● Items listed in a dataset
◆ ◆ ◆ ◆

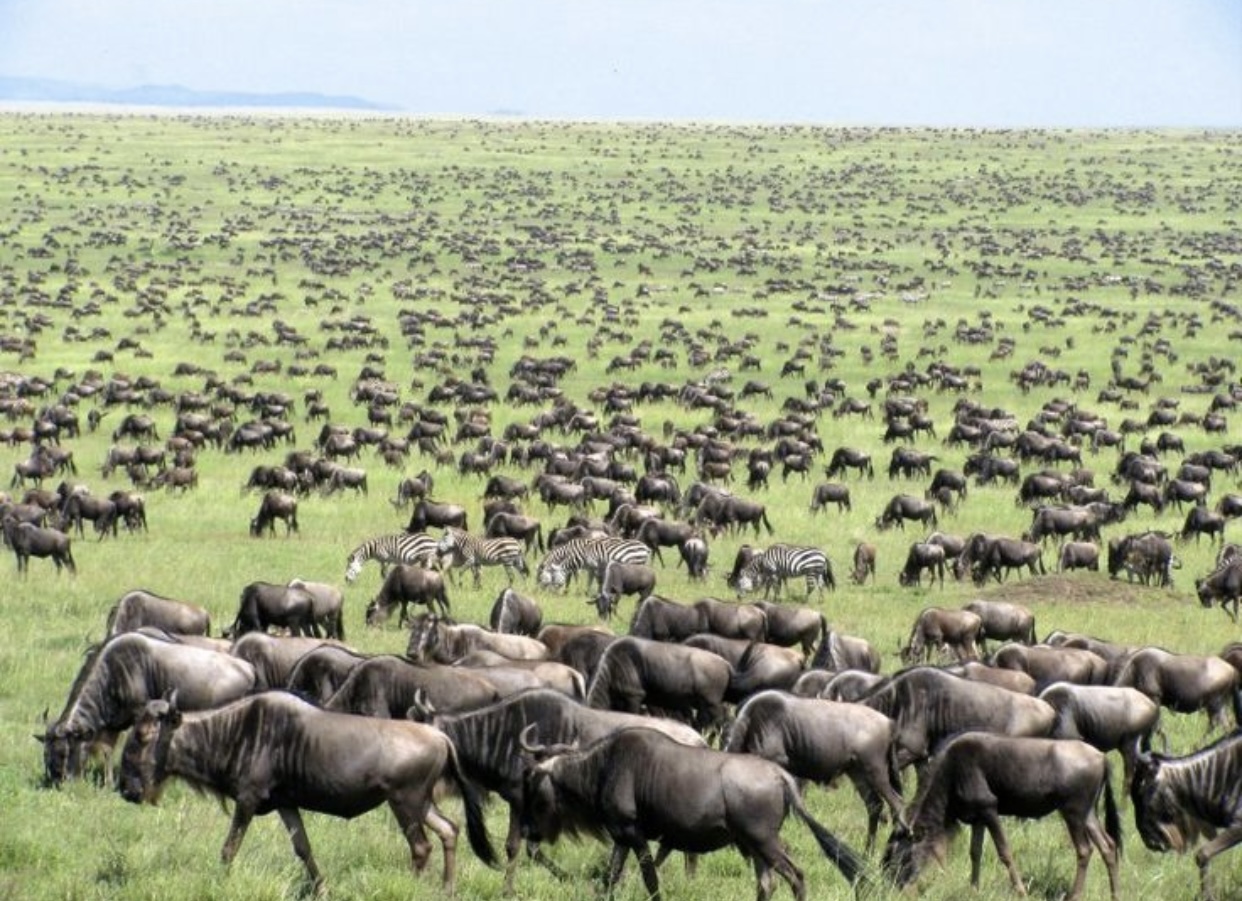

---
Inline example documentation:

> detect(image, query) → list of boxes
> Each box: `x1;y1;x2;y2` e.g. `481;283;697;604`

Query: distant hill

◆ ◆ ◆ ◆

● TASK
The records above need to be reproduced exactly, with all images omitted.

● ANSWER SPACE
---
Inline example documentation:

> detect(image, query) → list of boxes
> Each box: `x1;y1;x2;y2` e.g. `481;283;697;604`

Query: distant hill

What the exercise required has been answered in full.